──────── QUOTED PASSAGE

Disposable Applications Penetrate Biomanufacturing Market

Users say vendors have some work to do when it comes to scalabililty

By Eric Langer, BioPlan Associates

When it comes to the adoption of disposables in biopharmaceutical manufacturing the rate continues to grow, as it has for the past several years. This is especially true in relation to pre-commercial scale production, including clinical and preclinical applications.
 
The industry is hungry for innovation in this area, and end-users continue to seek better ways to speed campaign changeovers, reduce shut-down times in the production of monoclonals and lower overall production costs. Single-use systems are now being used for a wide range of applications including upstream expression, filtration, purification, storage, mixing, processing and separating biotherapeutics. Some single-use equipment use is almost ubiquitous at the early stages of manufacturing, which begs the question: Which areas are seeing the greatest upswing in recent implementation? 
 
Our newly released 10th Annual Report and Survey of Biopharmaceutical Manufacturers, offers some insight into areas that have seen recent growth in disposables implementation. As part of our study — which takes an in-depth look into trends in this area — we asked 238 biomanufacturers to indicate which disposable systems had been introduced at their facilities over the past 12 months.

────────────────
──────── DATA EXTRACT

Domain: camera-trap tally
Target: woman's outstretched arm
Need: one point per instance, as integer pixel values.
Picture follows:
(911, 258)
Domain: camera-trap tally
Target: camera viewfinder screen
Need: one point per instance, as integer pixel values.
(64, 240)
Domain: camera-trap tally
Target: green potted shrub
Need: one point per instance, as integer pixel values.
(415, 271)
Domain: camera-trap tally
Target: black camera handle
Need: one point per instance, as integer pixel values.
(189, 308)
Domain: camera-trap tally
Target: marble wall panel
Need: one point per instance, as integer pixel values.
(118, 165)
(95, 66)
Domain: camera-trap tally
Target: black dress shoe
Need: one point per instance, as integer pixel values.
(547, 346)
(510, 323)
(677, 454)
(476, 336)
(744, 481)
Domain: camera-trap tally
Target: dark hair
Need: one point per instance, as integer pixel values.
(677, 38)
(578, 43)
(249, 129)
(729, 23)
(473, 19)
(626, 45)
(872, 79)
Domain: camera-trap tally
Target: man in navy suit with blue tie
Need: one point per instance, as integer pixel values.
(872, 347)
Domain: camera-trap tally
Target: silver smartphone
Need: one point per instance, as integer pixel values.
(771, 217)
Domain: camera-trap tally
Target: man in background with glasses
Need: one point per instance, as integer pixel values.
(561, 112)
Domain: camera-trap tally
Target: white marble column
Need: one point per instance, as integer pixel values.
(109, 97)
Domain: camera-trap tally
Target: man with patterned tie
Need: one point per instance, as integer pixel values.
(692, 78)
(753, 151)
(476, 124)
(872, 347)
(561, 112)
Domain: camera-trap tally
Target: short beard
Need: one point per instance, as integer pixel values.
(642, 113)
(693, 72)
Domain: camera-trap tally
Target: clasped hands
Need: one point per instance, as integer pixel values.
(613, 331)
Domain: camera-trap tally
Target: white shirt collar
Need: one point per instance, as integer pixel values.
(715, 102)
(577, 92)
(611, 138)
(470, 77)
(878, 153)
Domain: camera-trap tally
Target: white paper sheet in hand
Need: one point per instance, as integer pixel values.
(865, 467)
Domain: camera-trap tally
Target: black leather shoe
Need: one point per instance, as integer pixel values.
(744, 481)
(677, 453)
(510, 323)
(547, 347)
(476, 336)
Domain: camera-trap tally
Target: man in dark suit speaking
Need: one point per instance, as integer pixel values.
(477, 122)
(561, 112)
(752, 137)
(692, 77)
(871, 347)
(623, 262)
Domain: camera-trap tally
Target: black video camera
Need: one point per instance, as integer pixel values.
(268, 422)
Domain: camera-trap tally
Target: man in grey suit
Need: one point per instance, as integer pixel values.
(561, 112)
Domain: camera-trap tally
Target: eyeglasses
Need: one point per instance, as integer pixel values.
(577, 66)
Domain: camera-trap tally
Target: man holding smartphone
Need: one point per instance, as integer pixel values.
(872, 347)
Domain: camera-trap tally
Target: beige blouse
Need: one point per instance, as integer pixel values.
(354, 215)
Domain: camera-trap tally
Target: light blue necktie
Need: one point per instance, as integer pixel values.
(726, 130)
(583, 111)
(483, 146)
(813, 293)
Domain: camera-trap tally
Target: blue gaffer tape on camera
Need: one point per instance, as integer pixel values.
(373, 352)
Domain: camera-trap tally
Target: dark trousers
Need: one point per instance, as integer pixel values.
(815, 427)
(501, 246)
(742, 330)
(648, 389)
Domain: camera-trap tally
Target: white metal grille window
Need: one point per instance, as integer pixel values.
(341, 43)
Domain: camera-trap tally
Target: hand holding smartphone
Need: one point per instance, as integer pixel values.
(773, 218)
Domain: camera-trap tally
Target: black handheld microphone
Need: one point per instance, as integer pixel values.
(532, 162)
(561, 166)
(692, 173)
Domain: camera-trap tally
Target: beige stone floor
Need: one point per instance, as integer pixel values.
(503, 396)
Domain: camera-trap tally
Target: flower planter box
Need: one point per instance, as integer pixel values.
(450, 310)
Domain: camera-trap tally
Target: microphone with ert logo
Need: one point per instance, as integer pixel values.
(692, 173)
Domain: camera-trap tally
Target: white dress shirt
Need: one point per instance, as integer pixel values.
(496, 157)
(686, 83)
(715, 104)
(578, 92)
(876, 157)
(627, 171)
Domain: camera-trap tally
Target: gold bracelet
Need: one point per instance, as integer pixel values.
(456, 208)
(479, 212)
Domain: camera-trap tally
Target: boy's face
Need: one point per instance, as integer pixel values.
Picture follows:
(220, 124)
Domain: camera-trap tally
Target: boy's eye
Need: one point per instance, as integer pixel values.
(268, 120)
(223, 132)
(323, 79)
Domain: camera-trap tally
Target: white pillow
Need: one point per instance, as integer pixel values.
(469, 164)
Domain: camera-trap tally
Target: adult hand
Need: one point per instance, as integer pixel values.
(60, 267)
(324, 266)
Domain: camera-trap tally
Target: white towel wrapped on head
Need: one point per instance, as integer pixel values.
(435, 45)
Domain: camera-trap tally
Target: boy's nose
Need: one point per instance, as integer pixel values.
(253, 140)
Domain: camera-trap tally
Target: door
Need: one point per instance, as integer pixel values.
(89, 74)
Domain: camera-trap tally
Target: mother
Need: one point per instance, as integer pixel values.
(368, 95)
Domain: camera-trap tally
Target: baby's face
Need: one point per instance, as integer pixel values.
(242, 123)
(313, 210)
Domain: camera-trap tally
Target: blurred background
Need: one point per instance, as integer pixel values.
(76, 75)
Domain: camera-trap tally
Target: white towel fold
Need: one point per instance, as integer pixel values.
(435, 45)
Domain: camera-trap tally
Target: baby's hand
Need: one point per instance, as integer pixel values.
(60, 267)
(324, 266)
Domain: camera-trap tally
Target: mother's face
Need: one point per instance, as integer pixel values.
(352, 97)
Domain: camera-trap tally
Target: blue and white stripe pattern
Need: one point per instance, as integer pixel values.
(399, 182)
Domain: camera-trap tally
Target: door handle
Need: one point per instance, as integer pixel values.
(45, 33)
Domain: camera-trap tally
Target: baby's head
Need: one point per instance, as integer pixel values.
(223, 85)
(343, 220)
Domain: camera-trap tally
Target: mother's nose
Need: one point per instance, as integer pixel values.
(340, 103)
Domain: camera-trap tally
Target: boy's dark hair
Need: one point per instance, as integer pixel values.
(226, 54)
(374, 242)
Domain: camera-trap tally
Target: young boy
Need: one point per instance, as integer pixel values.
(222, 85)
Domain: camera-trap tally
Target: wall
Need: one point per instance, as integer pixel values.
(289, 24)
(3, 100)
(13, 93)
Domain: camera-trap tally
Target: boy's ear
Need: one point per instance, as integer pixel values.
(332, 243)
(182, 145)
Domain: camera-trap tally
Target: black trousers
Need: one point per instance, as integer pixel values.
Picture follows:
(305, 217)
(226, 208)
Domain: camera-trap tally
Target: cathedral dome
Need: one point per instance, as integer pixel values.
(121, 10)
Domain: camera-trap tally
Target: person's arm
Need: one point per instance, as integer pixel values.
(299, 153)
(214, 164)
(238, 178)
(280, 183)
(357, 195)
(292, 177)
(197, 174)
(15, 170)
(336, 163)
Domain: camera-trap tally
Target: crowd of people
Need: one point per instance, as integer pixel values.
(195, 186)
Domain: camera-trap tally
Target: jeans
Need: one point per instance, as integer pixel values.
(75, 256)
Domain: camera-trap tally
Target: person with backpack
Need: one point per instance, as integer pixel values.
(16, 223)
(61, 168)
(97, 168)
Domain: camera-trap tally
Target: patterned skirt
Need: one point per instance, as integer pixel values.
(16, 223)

────────────────

**QUESTIONS:**
[a] Read the three statements below and decide whether each agrees with the article on disposables in biomanufacturing. For each one, answer yes or no and quote the exact words of the article that settle it.
(i) The survey asked 238 biomanufacturers which disposable systems their facilities had introduced over the past 12 months.
(ii) The article says the use of disposables is growing most at commercial-scale production.
(iii) Single-use systems are being used for filtration and mixing.
[b] Continue the article on disposables in biomanufacturing, starting right after its last sentence.

**OUTPUTS FOR THE TASKS:**
[a]
(i) Yes: "we asked 238 biomanufacturers to indicate which disposable systems had been introduced at their facilities over the past 12 months."
(ii) No: "This is especially true in relation to pre-commercial scale production, including clinical and preclinical applications."
(iii) Yes: "Single-use systems are now being used for a wide range of applications including upstream expression, filtration, purification, storage, mixing, processing and separating biotherapeutics."

[b]
Top Five
For the third consecutive year, we found that “bioreactors, production” were the leading “newly introduced” system, cited by 46.6% of respondents this year. That follows a large jump last year, as well as in 2010. The data suggests that the rate of implementation of disposable production bioreactors has steadied, perhaps likely due to these companies nearing a level of maturity in adoption, at least at pre-commercial scale. 
Next on the list we find buffer storage, noted by 40.9% of respondents, up from roughly 35% last year. Bioreactors, seed (37.5% having newly introduced), buffer prep (30.7%), and mixing (28.4%) round out the top 5 newly introduced systems, although recent implementation rates of each of those has slowed from previous years. 
 
disposable applications
 
Beyond those top 5 (see Figure 1), some noteworthy changes in this year’s data include:
  • Media storage, newly implemented by 27.3% of respondents, the highest level in at least 5 years;
  • Tangential flow filtration, newly implemented by 19.3% of respondents, rebounding after 3 consecutive years of decline;
  • Filtration (normal flow), newly implemented by 17% of respondents, down significantly from 30.5% last year and 37% in 2011; and
  • Seed train, newly implemented by 13.6% of respondents, the lowest level in several years.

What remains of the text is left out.